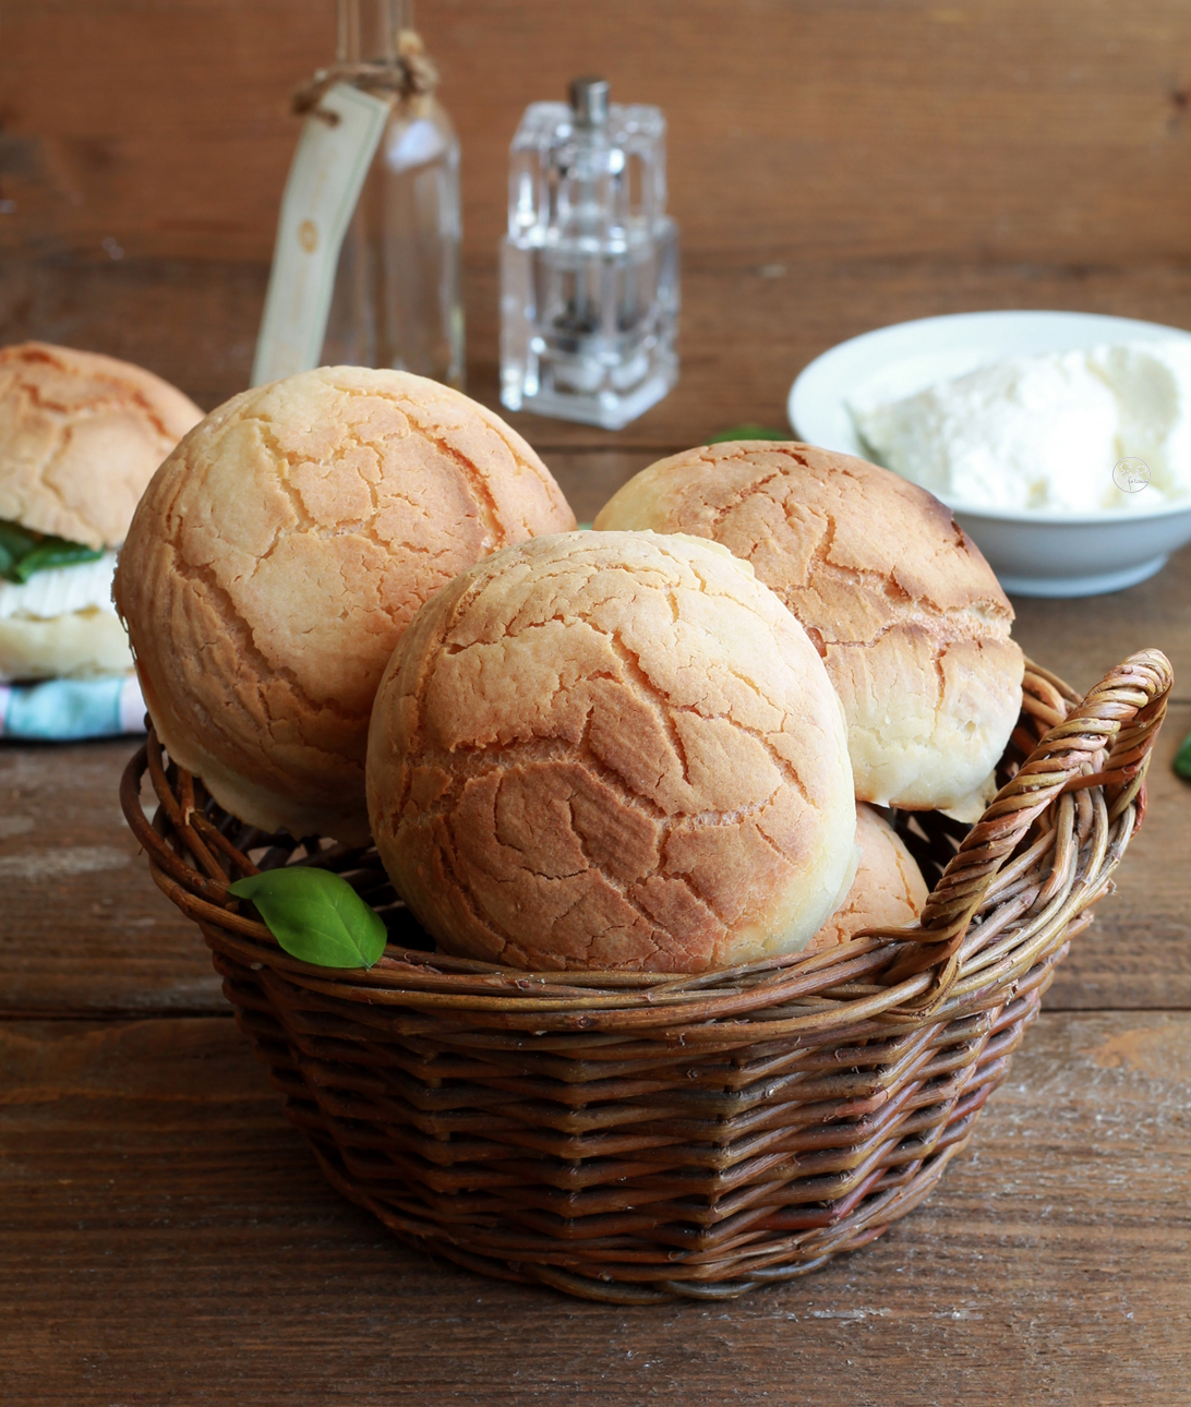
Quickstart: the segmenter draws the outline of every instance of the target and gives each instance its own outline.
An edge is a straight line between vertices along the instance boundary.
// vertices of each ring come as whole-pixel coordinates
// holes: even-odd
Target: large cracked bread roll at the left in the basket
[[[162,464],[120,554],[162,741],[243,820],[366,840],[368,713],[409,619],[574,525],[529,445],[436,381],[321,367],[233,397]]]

======

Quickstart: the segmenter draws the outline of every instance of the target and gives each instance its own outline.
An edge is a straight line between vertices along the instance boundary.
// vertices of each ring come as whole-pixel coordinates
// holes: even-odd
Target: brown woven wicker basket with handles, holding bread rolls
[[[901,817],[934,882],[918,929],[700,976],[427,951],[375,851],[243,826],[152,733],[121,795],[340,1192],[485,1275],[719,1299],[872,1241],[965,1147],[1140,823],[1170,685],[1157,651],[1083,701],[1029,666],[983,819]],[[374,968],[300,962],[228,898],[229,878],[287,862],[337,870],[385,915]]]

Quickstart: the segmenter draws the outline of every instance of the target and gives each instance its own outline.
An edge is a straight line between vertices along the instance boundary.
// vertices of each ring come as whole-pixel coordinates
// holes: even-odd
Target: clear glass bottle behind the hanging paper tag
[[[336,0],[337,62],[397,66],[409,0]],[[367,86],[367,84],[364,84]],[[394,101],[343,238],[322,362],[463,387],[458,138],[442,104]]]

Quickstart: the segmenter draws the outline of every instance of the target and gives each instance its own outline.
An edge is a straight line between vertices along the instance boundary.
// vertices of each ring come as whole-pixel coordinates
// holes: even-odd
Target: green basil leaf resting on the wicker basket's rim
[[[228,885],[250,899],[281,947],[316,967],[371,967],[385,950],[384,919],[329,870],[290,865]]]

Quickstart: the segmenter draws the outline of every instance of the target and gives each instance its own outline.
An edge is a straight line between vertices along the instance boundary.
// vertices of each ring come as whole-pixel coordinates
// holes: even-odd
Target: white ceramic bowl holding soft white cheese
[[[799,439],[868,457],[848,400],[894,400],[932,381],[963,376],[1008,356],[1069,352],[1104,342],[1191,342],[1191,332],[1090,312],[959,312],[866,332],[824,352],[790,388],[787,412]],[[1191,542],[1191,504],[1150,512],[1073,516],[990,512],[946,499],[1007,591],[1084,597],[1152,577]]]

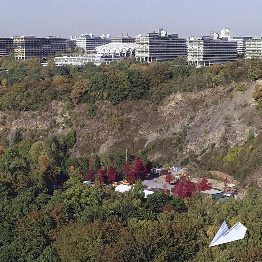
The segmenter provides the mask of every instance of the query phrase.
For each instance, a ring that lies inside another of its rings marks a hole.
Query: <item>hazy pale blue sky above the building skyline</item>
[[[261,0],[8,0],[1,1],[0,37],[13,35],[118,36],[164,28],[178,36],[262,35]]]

======

# PROBLEM DESCRIPTION:
Take the material above and output only the lines from the one that contains "Target: green basil" through the one that contains "The segmenter provides", ends included and images left out.

# RESPONSE AREA:
Target: green basil leaf resting on the wicker basket's rim
[[[228,885],[250,899],[281,947],[316,967],[371,967],[385,950],[384,919],[329,870],[290,865]]]

Quickstart: the segmenter draws the outline of every instance of the target and gives each instance its own outline.
An edge is a straight line between vertices along the instance boundary.
// vertices of each ring come as whole-pixel coordinates
// holes: even-odd
Target: white ceramic bowl holding soft white cheese
[[[799,439],[868,457],[848,400],[894,400],[932,381],[963,376],[1008,356],[1069,352],[1104,342],[1191,342],[1191,332],[1090,312],[959,312],[866,332],[824,352],[790,388],[787,412]],[[1191,542],[1191,504],[1150,512],[1073,516],[990,512],[946,499],[1007,591],[1084,597],[1152,577]]]

The segmenter provides the mask of every instance of the query phrase.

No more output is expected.